● SHORT TASK
Write out all of the material below word for word, leaving the pictures out of your answer.

● THE RECORDS
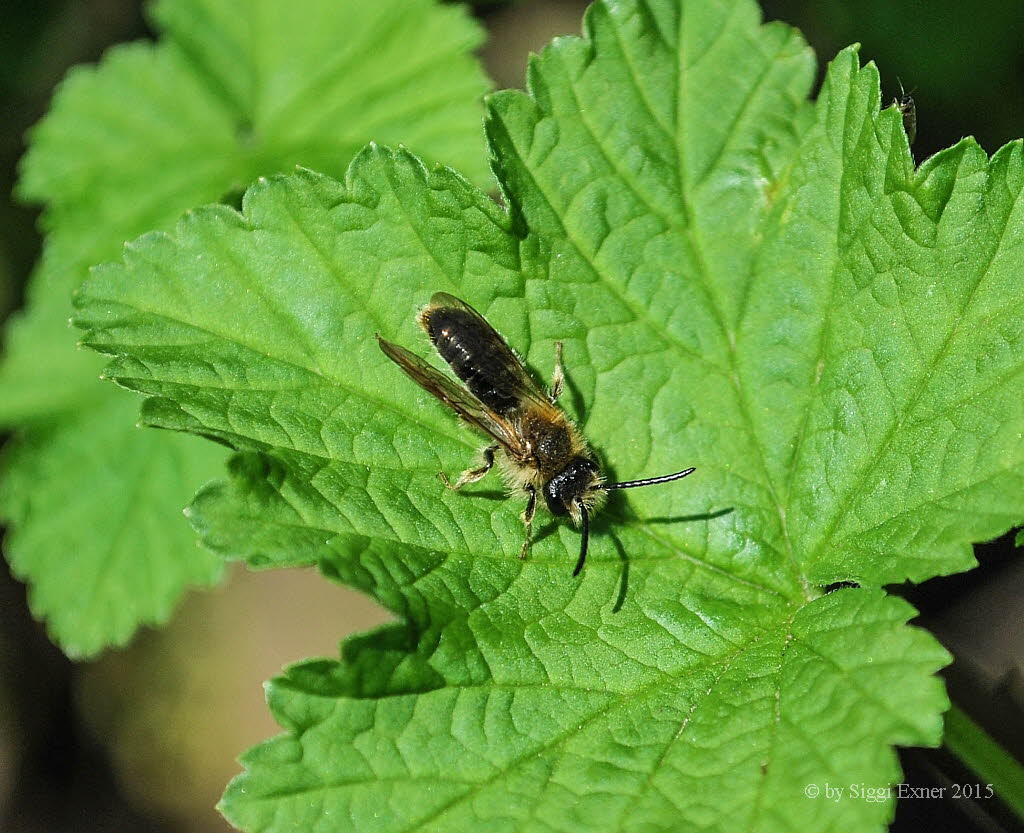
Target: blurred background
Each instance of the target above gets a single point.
(144, 739)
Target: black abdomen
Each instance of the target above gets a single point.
(476, 355)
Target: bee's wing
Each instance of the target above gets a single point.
(456, 398)
(523, 385)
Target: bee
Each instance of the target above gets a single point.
(537, 446)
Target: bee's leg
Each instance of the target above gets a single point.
(471, 474)
(558, 377)
(527, 518)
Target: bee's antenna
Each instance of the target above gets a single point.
(649, 481)
(585, 539)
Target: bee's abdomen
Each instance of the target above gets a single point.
(473, 357)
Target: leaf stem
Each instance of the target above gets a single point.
(978, 750)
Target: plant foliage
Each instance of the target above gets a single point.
(762, 287)
(231, 91)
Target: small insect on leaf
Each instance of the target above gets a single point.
(908, 110)
(538, 448)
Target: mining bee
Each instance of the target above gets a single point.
(538, 447)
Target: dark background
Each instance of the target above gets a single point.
(141, 741)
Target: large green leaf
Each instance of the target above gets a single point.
(762, 288)
(94, 590)
(231, 91)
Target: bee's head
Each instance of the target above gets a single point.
(579, 483)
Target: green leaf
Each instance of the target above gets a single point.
(744, 282)
(94, 590)
(231, 91)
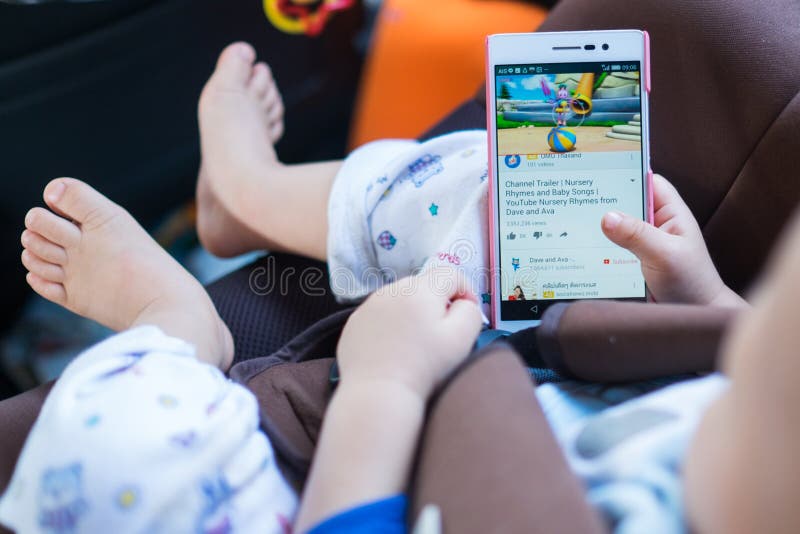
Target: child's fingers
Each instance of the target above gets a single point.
(444, 285)
(464, 321)
(647, 242)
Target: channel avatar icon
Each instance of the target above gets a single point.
(513, 161)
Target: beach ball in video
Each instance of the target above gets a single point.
(562, 139)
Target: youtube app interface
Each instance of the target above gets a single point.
(569, 145)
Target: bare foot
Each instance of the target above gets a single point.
(90, 256)
(241, 117)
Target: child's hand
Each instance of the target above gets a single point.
(675, 261)
(413, 332)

● REPLY TO THE TASK
Target: blurred background
Each instance of the target above gets a single point.
(144, 739)
Target: black abdomen
Each instance of the target above gets a single point.
(476, 355)
Target: bee's wing
Each instance of the target above gets a single point.
(456, 398)
(523, 385)
Target: bee
Each instance of the target above gets a single point.
(537, 446)
Target: bee's leg
Each instance of the target above gets a single point.
(471, 474)
(558, 377)
(527, 518)
Target: bee's antenna
Each instance of the target above gets a single point.
(649, 481)
(585, 539)
Target: bee's abdomen
Each instance of the target above gets a single point.
(473, 357)
Target: leaf stem
Each instance of the target above gets a single point.
(978, 750)
Target: plant foliage
Each instance of the target above gets a single point.
(762, 287)
(231, 91)
Target: small insect on leaf
Each instance of the target above gets a single point.
(908, 110)
(538, 448)
Target: mining bee
Each instance of the target above gets a single point.
(538, 447)
Target: dark background
Each instance of the target above gets a single point.
(141, 741)
Target: large green leaf
Each instance of the target above gets a single point.
(762, 288)
(94, 590)
(231, 91)
Target: bee's head
Each instance of the target above gets a single point.
(579, 483)
Target: green leaf
Each instance of the target above gets a single point.
(744, 282)
(94, 590)
(231, 91)
Target: child's fingers
Each instance of the target above gets a single point.
(444, 285)
(464, 321)
(647, 242)
Target: channel avatar icon
Each instance of the target above gets a single point.
(513, 161)
Target: beach ball in video
Each instance of the target above gets a single point.
(562, 139)
Target: youtube app interface
Each instance of the target above gets a single point.
(569, 145)
Target: bare foot
Each instance of the target above gets a single point.
(90, 256)
(241, 117)
Target: child's hand
Each instance of the target above gets a single point.
(675, 261)
(413, 332)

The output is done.